In the article on Westlake Medical Center below, to which hospital did Columbia move Westlake's emergency room, maternity room and radiology department?
[[ EXTRACTED TEXT open ]]
WESTLAKE MEDICAL CENTER: Will Reopen As Urgent-Care Center
Columbia/HCA Healthcare Corp. announced that it will "partly reopen" Westlake Medical Center as an urgent-care facility. The Los Angeles Times reports that the move "would strengthen hospital giant Columbia/HCA's hold on the regional market." But Columbia's decision has some community members disappointed. "I'm pleased they're going to reopen it. But we wanted an emergency room badly," said Patricia Coroner, a former member of Westlake's community advisory board. Capt. Lon Myers of the Los Angeles County Fire Department added that the old Westlake emergency room "was vital to the safety of the community." He said the new urgent-care center is "not really going to help us at all. We can't send (ambulance) patients to an urgent-care center" (Takenouchi, 8/8). "An urgent care center is nothing more than a doctor's office," said Alan Horitz, "an attorney who favors building an emergency medical clinic in Westlake Village." He continued, "It does not provide any emergency service. It does not provide any cardiac service and it is totally unacceptable to this community. (We) deserve more than this pittance they're throwing out" (Hughey, Ventura County Star, 8/8).
Back And Forth
Columbia purchased Westlake in 1995, and later "moved several hospital programs -- including the emergency room, maternity room and radiology department -- to Los Robles Regional Medical Center," another of its hospital in the area. Salick Health Care then purchased the hospital and its remaining programs, but shut the entire facility down after a "bitter" legal dispute with Columbia. Columbia bought the facility back from Salick for an "undisclosed sum." However, "a return to a full-service hospital is unlikely," according to Los Robles CEO Robert Shaw. He added that "concentrating services at Los Robles is the best way to provide acute care" to the community. "I think the way they are approaching this is probably a good thing. It's not going to be wasting society's resources on an unneeded facility," he said (Times, 8/8).
[[ EXTRACTED TEXT closed ]]
[[ RECORDED DATA open ]]
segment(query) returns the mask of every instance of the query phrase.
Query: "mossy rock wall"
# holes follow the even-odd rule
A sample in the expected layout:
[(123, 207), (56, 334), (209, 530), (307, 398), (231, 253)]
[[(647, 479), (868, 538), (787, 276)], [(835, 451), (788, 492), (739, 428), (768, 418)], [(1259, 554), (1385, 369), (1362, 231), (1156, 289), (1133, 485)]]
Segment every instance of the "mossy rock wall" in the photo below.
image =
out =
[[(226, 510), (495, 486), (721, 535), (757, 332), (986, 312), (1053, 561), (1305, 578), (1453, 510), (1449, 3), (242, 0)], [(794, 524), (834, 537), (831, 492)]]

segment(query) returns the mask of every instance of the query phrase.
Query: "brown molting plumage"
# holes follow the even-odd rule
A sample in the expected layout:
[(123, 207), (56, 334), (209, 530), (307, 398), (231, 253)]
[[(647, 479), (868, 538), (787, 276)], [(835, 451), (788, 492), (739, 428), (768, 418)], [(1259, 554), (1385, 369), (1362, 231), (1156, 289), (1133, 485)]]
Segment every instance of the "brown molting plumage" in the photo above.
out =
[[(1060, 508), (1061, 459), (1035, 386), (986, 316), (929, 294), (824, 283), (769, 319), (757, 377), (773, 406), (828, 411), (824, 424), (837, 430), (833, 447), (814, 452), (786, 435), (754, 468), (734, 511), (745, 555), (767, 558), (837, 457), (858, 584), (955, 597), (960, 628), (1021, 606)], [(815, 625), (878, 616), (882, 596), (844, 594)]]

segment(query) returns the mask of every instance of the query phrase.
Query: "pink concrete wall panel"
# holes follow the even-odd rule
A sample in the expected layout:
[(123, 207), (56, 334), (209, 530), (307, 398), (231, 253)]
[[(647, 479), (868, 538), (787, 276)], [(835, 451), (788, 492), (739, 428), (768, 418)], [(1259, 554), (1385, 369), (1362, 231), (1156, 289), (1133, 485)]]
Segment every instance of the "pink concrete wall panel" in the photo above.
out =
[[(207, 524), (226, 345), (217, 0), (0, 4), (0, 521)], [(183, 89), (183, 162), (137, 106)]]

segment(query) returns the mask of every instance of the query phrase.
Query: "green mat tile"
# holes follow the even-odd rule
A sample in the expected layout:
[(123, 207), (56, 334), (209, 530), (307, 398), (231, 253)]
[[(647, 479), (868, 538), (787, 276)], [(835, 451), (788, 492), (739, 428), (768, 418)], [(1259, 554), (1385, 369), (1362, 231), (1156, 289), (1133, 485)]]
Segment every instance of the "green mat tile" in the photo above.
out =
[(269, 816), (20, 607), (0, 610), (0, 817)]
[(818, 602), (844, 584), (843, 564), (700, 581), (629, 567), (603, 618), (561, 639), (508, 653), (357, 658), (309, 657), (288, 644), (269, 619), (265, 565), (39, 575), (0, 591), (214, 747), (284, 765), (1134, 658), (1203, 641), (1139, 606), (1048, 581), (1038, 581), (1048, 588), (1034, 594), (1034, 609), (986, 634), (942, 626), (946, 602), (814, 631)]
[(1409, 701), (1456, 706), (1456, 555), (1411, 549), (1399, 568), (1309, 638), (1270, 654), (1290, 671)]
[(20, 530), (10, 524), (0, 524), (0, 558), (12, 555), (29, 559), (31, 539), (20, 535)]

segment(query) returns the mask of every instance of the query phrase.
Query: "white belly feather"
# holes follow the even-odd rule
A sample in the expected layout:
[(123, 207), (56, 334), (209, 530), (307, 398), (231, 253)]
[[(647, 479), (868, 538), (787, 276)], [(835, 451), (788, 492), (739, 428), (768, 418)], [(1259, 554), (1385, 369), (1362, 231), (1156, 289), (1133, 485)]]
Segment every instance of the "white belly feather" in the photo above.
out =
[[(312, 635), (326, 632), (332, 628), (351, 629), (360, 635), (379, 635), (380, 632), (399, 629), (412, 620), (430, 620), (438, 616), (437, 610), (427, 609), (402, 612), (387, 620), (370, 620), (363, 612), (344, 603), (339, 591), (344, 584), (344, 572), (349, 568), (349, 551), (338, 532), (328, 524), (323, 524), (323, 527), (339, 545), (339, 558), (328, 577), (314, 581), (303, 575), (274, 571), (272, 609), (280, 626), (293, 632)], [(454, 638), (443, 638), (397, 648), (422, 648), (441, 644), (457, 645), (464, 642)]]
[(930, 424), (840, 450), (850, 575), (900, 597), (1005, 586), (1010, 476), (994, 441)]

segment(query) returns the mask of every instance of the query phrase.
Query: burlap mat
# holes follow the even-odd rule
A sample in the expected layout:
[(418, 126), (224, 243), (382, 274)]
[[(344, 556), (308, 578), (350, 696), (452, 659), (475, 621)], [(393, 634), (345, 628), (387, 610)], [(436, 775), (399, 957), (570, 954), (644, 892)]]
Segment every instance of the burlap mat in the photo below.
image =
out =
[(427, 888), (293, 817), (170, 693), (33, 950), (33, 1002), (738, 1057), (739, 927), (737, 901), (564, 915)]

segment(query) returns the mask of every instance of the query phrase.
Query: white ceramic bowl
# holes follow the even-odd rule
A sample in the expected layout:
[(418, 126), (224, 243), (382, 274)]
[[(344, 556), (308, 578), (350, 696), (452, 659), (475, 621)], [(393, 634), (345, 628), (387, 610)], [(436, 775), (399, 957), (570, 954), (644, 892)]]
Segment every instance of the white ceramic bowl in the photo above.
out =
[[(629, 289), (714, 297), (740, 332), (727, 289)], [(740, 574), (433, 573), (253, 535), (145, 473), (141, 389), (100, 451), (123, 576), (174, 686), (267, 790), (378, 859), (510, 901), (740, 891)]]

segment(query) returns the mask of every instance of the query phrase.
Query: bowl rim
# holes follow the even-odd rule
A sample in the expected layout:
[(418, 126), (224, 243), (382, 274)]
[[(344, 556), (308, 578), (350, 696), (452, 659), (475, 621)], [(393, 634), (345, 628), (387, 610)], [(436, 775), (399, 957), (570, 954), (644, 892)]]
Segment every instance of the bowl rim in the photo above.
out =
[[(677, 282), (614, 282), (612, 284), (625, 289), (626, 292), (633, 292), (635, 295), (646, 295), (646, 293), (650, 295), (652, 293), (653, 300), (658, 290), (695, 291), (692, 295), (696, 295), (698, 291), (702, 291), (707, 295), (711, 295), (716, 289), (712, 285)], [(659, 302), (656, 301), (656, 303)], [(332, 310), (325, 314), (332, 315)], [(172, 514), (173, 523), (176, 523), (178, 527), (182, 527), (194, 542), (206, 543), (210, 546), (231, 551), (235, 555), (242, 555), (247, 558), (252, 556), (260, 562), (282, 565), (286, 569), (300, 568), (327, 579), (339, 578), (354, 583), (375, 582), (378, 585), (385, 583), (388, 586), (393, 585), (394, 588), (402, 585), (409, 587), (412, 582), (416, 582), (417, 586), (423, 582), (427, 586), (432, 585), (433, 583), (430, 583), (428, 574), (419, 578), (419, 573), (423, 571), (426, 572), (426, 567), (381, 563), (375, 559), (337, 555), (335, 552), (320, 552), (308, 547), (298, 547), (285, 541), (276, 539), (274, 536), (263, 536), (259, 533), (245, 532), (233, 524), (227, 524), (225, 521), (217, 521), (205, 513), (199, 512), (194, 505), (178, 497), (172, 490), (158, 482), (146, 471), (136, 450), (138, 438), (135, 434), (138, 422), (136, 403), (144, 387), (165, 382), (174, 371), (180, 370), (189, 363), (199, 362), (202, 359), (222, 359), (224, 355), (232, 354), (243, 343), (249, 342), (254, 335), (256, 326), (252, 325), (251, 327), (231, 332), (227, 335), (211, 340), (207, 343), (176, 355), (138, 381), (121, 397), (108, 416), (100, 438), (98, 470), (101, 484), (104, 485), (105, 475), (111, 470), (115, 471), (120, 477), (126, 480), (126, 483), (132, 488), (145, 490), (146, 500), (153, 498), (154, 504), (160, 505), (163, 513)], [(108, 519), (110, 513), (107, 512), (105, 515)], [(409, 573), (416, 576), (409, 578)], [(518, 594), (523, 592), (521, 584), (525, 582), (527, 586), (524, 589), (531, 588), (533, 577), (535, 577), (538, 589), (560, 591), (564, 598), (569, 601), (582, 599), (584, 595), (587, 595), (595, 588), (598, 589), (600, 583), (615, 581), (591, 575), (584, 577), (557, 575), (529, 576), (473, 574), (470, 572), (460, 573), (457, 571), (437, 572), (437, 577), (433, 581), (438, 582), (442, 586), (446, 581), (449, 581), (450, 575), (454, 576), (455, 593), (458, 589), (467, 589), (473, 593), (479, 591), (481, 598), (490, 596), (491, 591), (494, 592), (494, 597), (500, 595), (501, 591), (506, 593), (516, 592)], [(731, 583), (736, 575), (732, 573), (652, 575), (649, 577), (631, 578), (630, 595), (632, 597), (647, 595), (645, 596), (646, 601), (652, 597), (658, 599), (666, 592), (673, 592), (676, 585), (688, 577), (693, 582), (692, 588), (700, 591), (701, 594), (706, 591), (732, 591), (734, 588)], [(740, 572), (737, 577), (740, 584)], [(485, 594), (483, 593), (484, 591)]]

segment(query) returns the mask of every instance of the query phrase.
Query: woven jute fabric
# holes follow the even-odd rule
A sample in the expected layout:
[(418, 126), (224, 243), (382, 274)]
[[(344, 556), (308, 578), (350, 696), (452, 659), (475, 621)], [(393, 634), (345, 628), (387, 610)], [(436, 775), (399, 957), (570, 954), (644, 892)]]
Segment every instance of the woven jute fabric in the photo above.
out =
[[ RECORDED DATA closed ]]
* **RESULT BELOW**
Los Robles Regional Medical Center